Quote the entire listing below verbatim, reproducing every line without change.
--- --- ---
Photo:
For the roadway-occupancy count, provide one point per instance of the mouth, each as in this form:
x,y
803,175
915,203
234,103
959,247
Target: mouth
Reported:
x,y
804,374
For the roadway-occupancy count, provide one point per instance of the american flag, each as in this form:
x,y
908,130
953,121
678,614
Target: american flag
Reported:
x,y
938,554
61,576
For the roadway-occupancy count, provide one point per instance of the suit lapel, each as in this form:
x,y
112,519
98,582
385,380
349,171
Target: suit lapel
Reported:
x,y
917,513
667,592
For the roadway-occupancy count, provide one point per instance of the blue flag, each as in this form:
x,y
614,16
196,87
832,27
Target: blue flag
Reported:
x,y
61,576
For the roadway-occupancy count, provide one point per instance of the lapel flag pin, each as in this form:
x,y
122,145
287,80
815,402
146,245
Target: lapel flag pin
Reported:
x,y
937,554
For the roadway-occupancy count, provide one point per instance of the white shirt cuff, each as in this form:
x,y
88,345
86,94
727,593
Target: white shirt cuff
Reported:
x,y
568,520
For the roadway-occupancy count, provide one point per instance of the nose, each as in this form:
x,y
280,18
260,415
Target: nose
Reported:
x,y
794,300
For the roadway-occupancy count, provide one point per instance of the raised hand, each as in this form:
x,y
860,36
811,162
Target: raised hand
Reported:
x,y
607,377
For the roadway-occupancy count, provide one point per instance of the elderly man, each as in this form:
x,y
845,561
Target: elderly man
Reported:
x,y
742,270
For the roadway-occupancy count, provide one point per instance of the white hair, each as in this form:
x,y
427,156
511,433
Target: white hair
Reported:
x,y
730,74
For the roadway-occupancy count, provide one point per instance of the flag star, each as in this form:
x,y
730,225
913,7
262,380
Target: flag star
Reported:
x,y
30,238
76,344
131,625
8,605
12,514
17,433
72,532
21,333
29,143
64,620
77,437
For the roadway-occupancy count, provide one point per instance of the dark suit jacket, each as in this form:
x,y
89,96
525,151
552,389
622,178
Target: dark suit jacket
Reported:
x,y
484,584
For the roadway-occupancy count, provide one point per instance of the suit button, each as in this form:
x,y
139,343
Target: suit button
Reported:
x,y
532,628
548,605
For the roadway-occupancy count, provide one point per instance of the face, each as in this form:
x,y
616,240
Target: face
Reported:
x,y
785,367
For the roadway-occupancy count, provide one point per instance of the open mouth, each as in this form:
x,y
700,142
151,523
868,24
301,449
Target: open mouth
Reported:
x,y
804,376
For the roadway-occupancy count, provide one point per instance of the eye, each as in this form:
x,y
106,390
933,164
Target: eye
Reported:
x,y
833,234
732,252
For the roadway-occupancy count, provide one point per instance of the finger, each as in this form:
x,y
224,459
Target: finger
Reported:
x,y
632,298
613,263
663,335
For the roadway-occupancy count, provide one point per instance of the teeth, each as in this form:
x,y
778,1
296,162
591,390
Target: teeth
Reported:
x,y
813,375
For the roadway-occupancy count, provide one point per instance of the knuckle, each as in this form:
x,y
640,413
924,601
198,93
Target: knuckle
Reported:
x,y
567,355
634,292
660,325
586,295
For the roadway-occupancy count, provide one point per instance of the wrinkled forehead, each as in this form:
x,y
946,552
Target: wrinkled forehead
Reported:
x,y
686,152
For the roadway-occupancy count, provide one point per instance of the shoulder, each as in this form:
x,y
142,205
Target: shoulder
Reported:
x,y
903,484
--- --- ---
→ EXERCISE ANSWER:
Photo:
For the roadway-occupancy count, provide one point per instance of the mouth, each as in this form:
x,y
803,175
915,203
234,103
959,247
Target: mouth
Reported:
x,y
804,374
For the roadway-occupancy count, provide one point per instance of the american flag, each as in this form:
x,y
908,130
953,121
678,614
Target: american flag
Reported:
x,y
938,554
61,576
For the roadway-occupancy count, provide one point per instance of the suit lapel, each as in this form:
x,y
112,519
98,582
385,380
349,171
Target: suit lapel
Reported:
x,y
917,513
667,592
For the roadway-occupancy count, provide one point per instance of the blue flag, each as in this form:
x,y
614,16
196,87
832,27
Target: blue flag
Reported:
x,y
61,576
For the roadway-occupancy count, provide one point per instance of the lapel flag pin, each as in this form:
x,y
122,145
287,80
815,402
146,245
Target: lapel flag pin
Reported:
x,y
937,554
For the roadway-occupancy count, provide one point per instance of the white shirt cuff, each as in this form:
x,y
88,345
86,94
727,593
Target: white shirt cuff
Reported:
x,y
568,520
For the roadway-occupancy count, provide one point per instance of the nose, each as in this form:
x,y
280,18
260,415
Target: nose
Reported:
x,y
794,300
For the roadway-occupancy count, provide one point per instance of the raised hand, each as in this form:
x,y
860,36
811,162
Target: raised hand
Reported:
x,y
607,377
For the roadway-occupancy count, provide one point per instance of the elderly man, each as in this form:
x,y
845,561
Target: elderly man
Reported:
x,y
742,270
For the roadway-occupancy count, provide one point per instance of the white hair, each as in this form:
x,y
427,156
511,433
Target: white hair
Reported:
x,y
730,74
For the roadway-occupancy count, provide one point per instance of the flag star, each as in this form:
x,y
730,225
913,7
262,380
Target: flag star
Reported:
x,y
30,238
76,344
131,625
8,605
12,514
17,433
72,532
21,333
29,143
64,620
77,437
For the roadway-occupancy count, provide one point per instance of the dark suit jacket, each as in this form:
x,y
89,96
525,151
552,389
622,178
Target: dark suit jacket
Reported:
x,y
484,584
For the roadway-occupancy count, provide one point per instance of the suit button, each as in this form:
x,y
139,343
Target: suit button
Reported:
x,y
532,628
548,605
For the roadway-occupancy count, provide one point per instance of the face, each as in this form:
x,y
616,240
Target: face
Reported:
x,y
785,367
For the roadway-occupancy count, provide one point per instance of the open mouth, each as in this form:
x,y
700,142
151,523
868,24
301,449
Target: open mouth
Reported:
x,y
804,376
For the roadway-occupancy count, provide one point per instance of the eye, each as in this form:
x,y
106,390
933,164
Target: eye
Reported:
x,y
833,234
732,252
For the roadway-occupancy count, provide one point per instance of the finger, each as in this form:
x,y
224,459
Target: finger
Reported:
x,y
632,298
613,263
663,335
For the roadway-occupancy count, provide one point per instance of the teeth, each as in this form:
x,y
778,1
296,162
591,390
Target: teeth
Reported:
x,y
813,375
For the roadway-occupancy count, provide one point per instance of the knuckle, each as in this form:
x,y
640,413
924,601
198,93
Target: knuckle
Reported:
x,y
567,355
634,292
660,325
586,295
For the roadway-occupancy count, provide one point per instance of the wrinkled forehead, each as in this form:
x,y
946,552
Target: wrinkled forehead
Reported:
x,y
686,152
For the roadway-occupancy count, provide one point per instance of the shoulder, each as in this form:
x,y
142,205
Target: shoulder
Reported:
x,y
903,484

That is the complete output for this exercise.